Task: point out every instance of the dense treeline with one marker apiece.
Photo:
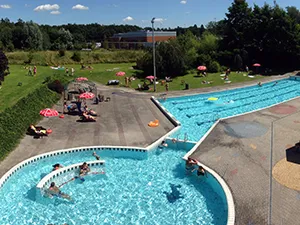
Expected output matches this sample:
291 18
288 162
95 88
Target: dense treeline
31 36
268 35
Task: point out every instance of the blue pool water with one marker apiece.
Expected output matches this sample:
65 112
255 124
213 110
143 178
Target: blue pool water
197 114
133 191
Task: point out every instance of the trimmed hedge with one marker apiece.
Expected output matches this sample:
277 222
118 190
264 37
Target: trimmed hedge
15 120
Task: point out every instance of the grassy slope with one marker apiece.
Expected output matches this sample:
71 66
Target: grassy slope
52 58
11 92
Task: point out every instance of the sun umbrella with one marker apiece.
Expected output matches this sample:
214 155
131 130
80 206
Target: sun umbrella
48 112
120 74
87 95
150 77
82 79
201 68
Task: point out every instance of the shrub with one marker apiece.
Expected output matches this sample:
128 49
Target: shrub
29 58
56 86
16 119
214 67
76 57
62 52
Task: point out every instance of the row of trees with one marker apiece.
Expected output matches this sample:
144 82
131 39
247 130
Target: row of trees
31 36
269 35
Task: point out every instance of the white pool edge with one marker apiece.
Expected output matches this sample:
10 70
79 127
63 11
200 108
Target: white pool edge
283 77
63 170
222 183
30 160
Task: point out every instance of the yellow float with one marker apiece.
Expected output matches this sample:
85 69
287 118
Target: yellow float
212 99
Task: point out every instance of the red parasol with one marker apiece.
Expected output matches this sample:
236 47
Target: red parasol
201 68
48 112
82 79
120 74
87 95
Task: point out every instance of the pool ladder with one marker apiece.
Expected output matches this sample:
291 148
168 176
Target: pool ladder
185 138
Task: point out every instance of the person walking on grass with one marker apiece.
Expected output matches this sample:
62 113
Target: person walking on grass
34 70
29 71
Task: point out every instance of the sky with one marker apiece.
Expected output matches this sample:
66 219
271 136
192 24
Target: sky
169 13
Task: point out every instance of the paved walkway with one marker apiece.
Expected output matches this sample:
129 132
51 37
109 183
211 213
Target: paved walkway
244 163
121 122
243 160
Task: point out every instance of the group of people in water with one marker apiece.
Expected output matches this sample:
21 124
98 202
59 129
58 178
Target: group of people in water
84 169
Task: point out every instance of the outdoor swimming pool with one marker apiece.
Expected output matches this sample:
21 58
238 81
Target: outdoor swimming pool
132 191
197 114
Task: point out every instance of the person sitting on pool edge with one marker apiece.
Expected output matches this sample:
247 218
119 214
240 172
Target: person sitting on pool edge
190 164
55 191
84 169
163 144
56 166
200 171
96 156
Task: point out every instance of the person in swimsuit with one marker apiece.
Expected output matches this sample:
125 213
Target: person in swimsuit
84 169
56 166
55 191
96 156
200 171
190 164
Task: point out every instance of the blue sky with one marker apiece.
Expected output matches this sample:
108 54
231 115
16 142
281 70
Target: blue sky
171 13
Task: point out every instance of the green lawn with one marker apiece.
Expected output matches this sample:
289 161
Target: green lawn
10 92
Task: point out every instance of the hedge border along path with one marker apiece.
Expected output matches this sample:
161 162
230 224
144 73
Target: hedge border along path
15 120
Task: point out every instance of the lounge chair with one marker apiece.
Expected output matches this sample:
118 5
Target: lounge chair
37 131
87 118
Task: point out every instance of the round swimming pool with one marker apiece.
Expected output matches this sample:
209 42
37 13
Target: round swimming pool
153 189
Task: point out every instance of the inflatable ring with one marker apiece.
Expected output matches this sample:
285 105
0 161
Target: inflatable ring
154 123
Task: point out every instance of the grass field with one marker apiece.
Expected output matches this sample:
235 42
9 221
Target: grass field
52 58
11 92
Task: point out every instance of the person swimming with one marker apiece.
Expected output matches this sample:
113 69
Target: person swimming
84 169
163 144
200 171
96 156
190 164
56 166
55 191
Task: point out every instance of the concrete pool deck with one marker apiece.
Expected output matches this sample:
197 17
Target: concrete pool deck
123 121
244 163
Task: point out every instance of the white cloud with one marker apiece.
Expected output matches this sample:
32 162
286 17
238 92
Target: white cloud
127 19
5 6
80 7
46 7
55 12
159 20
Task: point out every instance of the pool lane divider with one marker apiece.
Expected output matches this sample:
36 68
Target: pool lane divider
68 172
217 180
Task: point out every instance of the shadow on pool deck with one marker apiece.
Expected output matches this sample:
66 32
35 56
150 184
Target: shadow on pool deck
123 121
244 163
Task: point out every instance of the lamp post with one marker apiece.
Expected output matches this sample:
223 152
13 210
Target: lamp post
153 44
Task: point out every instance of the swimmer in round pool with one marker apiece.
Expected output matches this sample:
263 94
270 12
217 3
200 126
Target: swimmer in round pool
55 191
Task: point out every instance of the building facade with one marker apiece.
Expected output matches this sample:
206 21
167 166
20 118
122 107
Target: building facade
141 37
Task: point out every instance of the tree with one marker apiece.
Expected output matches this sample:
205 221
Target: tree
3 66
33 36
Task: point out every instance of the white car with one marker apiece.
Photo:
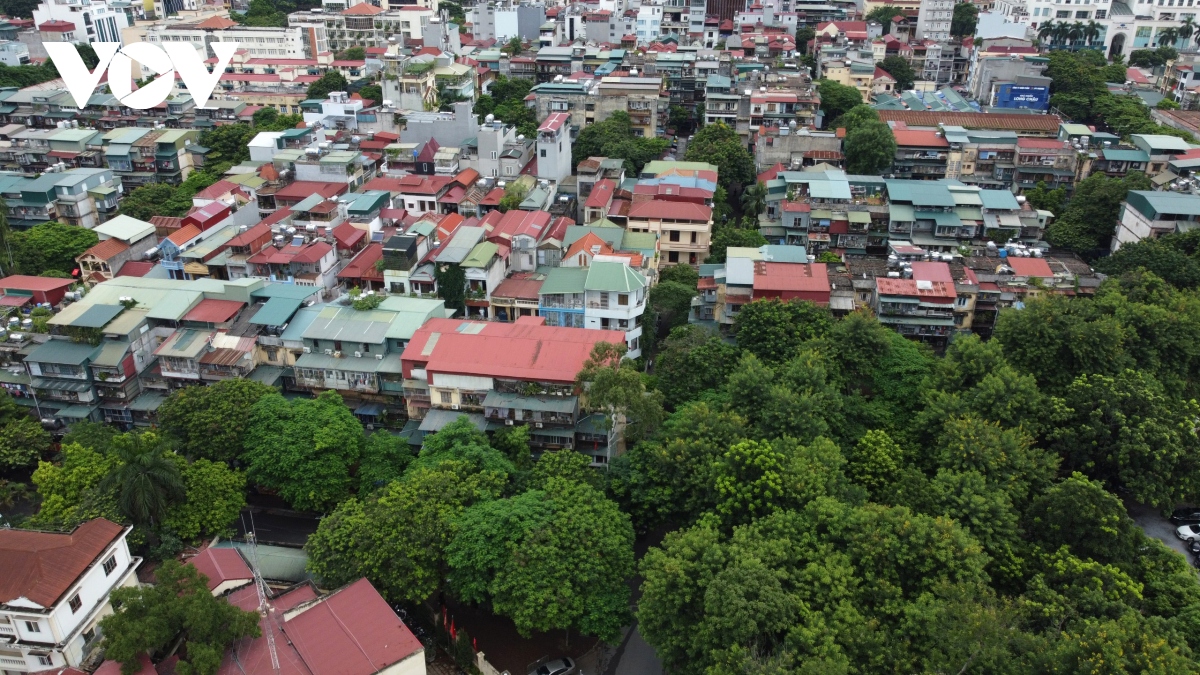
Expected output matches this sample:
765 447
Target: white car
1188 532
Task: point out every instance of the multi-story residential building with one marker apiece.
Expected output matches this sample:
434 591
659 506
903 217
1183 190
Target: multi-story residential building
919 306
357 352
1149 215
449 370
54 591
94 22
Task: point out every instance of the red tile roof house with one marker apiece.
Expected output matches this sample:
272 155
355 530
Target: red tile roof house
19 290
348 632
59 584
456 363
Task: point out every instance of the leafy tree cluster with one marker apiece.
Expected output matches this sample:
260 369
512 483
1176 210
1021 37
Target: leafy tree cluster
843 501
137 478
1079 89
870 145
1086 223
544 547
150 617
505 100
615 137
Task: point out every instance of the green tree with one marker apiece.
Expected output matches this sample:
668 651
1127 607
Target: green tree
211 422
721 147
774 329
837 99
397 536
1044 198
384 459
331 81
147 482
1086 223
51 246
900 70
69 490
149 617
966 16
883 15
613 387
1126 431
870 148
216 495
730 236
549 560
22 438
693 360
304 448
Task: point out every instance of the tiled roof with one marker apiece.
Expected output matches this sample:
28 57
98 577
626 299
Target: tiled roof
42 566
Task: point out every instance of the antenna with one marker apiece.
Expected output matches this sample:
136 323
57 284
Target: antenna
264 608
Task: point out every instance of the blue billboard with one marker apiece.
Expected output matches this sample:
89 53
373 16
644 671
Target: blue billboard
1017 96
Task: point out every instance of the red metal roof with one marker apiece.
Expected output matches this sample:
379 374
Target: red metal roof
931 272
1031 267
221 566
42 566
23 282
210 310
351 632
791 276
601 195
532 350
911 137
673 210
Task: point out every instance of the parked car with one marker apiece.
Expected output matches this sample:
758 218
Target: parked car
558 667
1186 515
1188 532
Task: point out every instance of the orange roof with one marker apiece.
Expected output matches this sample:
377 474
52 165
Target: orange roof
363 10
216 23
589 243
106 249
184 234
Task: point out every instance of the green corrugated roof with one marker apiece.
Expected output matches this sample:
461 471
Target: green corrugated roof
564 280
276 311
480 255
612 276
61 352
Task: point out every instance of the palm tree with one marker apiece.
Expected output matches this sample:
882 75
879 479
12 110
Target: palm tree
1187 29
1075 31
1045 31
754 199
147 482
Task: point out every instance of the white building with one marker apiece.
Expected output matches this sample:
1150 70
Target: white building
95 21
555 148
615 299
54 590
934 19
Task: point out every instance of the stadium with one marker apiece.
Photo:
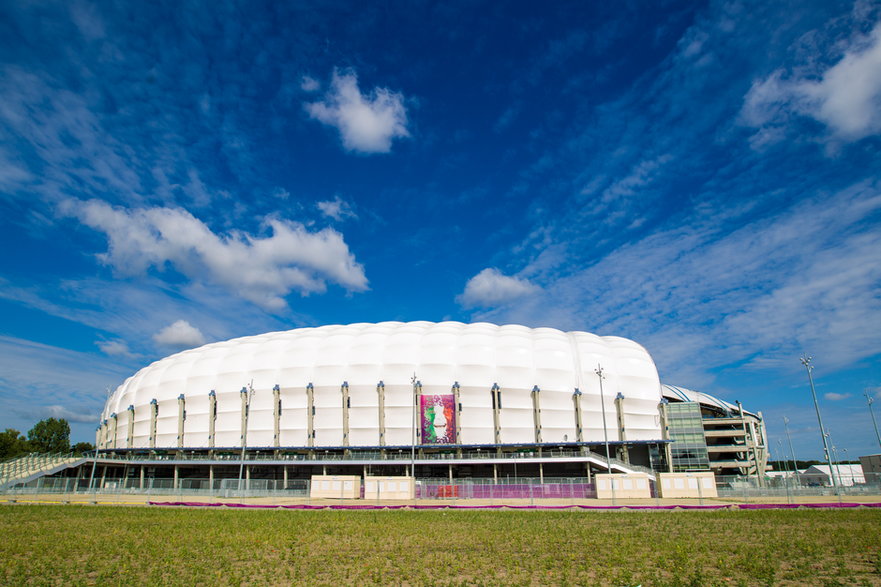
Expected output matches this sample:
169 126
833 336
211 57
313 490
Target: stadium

■ TASK DIRECTIONS: Every entry above is to be set down exactly; the pictures are to be left out.

■ RESPONSE:
Task: point out every instance of the dense treeline with one marker apiece.
Photo:
Expected output matches this sample:
291 18
288 162
95 88
Target: dense treeline
31 36
268 35
Task: point out every instance of the blue pool water with one marker apiece.
Expected output matches this sample:
65 112
255 124
213 110
143 178
Target: blue pool water
197 114
133 191
Task: point out every instance of the trimmed hedge with one marker apiece.
Expected output matches this sample:
277 222
118 190
264 37
Target: trimmed hedge
15 120
Task: point out every instance of the grassy slope with one marker apiece.
Expected output matches this sample:
71 66
Target: grassy slope
52 58
11 92
Task: point out every instance of the sun umbrella with one marker apiece.
Expected output matches this sample:
214 155
131 130
80 206
Target: sun umbrella
48 112
120 74
87 95
150 77
82 79
201 68
Task: point out every instance of the shrub with one marker apiece.
Expected output matches this sample:
128 49
Target: shrub
29 58
56 86
16 119
214 67
76 57
62 52
Task: point out every instance of the row of trees with one marker apiece.
Expected output matches this sample:
144 82
131 39
247 130
Target: row of trees
31 36
269 35
Task: point out every instance of the white pool edge with one marker apiece.
Expected output matches this sample:
10 70
79 127
63 11
200 108
Target: white pool edge
283 77
63 170
222 183
30 160
Task: point out every instance of the yellow float with one marker apiece.
Expected output matches this sample:
85 69
287 118
Target: yellow float
212 99
Task: point out every instance of the red parasol with one marker apiece.
Expected output matches this sample:
236 47
Target: red parasol
201 68
48 112
82 79
120 74
87 95
Task: point out every instance of the pool ladder with one marker apiece.
Expected output matches this sample:
291 148
168 176
Target: pool ladder
185 138
Task: point out every instance of the person walking on grass with one marker apiece.
Expected output matches this sample:
62 113
Target: person walking on grass
34 70
29 71
Task: point out every instance of the sky with one marker apiece.
Expected output matches this sample:
66 219
271 136
192 24
Target: sky
169 13
Task: point out every instance of the paved walkway with one marker apiece.
Expected output matches this sample:
129 132
51 37
109 183
211 213
Target: paved walkway
244 163
121 122
243 160
Task: point out every instance of the group of people in water with one marker apiece.
Expected output matches this sample:
21 124
98 202
59 129
58 178
Target: group of people in water
84 169
Task: point out every instance of the outdoor swimming pool with one marker apiece.
Expected output matches this sample:
21 58
238 81
Target: outdoor swimming pool
132 191
197 114
Task: point out every instance of the person sitting on pool edge with one marker apiece.
Expected output matches this sample:
247 218
119 214
240 172
Target: person sitting on pool edge
190 164
55 191
84 169
163 144
56 166
200 171
96 156
Task: point out every instance of the person in swimsuit with one marker apiece.
Expected output matches this sample:
125 213
Target: person in swimsuit
84 169
56 166
55 191
96 156
200 171
190 164
Task: point out every instance of the blue sky with one marker apiece.
Expected output matches this sample:
108 54
231 115
16 142
281 70
Target: blue sky
171 13
Task: point out every instance of the green lawn with one marker apiece.
Expected output matches this sample:
289 161
Target: green lawn
10 92
Task: point out every instance of the hedge border along path with one marker apiece.
Expected output matches this sample:
161 162
230 224
144 73
Target: hedge border along path
15 120
Task: point out every instance of the lounge chair with one marker apiece.
Expected output matches this sample:
118 5
Target: lounge chair
37 131
87 118
Task: point out every instance of the round swimming pool with one marker apiece.
Expected output matches this sample:
209 42
37 13
Target: round swimming pool
153 189
Task: point out every instance of the inflatable ring with one marker apiece.
Expected output matches this sample:
285 105
0 161
Target: inflatable ring
154 123
Task: point out every instance of the grass field with one marker apiece.
Expected output matches this sample:
235 42
9 221
Target: grass field
52 58
11 92
Task: point out every instance of the person swimming with one marker apiece.
Expected output matches this sample:
113 69
Target: person swimming
84 169
163 144
200 171
96 156
190 164
56 166
55 191
Task: point out every instance of the concrete pool deck with one marker apiece.
Expected output matches this sample:
197 17
Target: concrete pool deck
123 121
244 163
Task: point out every instance of the white cloud with one marker apiece.
Expected output matches this sample:
32 162
286 17
238 92
Target: white cloud
127 19
5 6
80 7
46 7
55 12
159 20
Task: point out every instance of the pool lane divider with one marker apiece.
Expected output matches this sample:
36 68
Target: pool lane divider
68 172
217 180
Task: point out every instance of the shadow on pool deck with one marker apiece.
Expected output matches this sample:
66 32
35 56
150 184
Target: shadow on pool deck
123 121
244 163
Task: point out every instance of the lamp post with one marker apiece.
Expected output matches this sample:
223 152
13 210
Target: lamp post
153 44
Task: point out every instance of the swimmer in round pool with one marker apiece.
Expected output matches this sample:
263 94
270 12
217 3
200 126
Target: swimmer in round pool
55 191
Task: point out every instance of the building facade with one marker apiece.
Expected output matches this sample:
206 21
167 166
20 118
122 107
Target: building facade
141 37
Task: point out every instance of the tree with one marker apiece.
Expected output matches this sample:
205 221
Target: tree
3 66
33 36
Task: point out every instance of the white car with one marker apiece.
Photo:
Expected output matches this sample:
765 447
Target: white car
1188 532
Task: point out every instance of the multi-story residential building with one marker apiece.
Expected output matches this sample:
434 591
659 506
903 217
1183 190
Target: multi-story residential building
919 306
357 352
1149 215
449 370
54 591
94 22
Task: point out every instance of the red tile roof house with one marker apiece.
Expected output matches this sample:
272 155
355 530
Target: red tile roof house
19 290
348 632
59 584
456 363
Task: point out every instance of the leafy tree cluster with one marker apiece.
Expected output matches this sample:
260 369
512 483
1176 210
1021 37
Target: leafy tree cluster
843 501
137 478
1079 89
870 145
1086 223
544 547
150 617
505 100
615 137
Task: point out every instance of the green tree with one marker apiece.
Expected output matches this sample:
668 651
1127 607
Target: green tree
211 422
721 147
774 329
837 99
397 536
1044 198
384 459
331 81
147 482
1086 223
51 246
900 70
69 490
149 617
966 16
883 15
613 387
1126 431
870 148
216 495
730 236
549 560
22 438
693 360
304 448
Task: point out every instance of the tiled roof with one marker apiece.
Expected output matches this sample:
28 57
98 577
626 299
Target: tiled roof
42 566
Task: point out every instance of the antenna with one marker apiece.
Expected output matches this sample:
136 323
57 284
Target: antenna
264 608
Task: point out every instance of the blue billboard with one marker apiece.
Expected output matches this sample:
89 53
373 16
644 671
Target: blue billboard
1017 96
Task: point out every instance of the red metal roof with one marker apiece.
Expected output matches this sample:
379 374
Target: red metal roof
931 272
1031 267
221 566
42 566
23 282
210 310
351 632
791 276
601 195
532 350
911 137
673 210
Task: point out every instance of the parked car with one marker apiece.
Expected output matches this sample:
758 218
Target: parked car
558 667
1186 515
1188 532
Task: point out every instance of the orange roof with one marker apiece.
Expected output matches this sample:
377 474
52 165
Target: orange roof
363 10
216 23
589 243
106 249
184 234
Task: point out every instance of the green corrugated roof with one marker apiece.
Expected output matches this sample:
461 471
Target: green corrugated roof
564 280
276 311
480 255
612 276
61 352
Task: point out every instance of the palm tree with one marker apiece.
Expected output matches this sample:
882 75
879 479
12 110
Target: palm tree
1187 29
1075 31
1045 31
754 199
147 482
Task: point out every instance of the white building with one marker apiece.
Expected output matches this sample:
1150 70
Target: white building
95 21
555 148
615 299
54 590
934 19
Task: point out every instance of the stadium with one marker apiece.
Photo:
Expected output matches this sample:
169 126
833 336
211 57
313 490
Target: stadium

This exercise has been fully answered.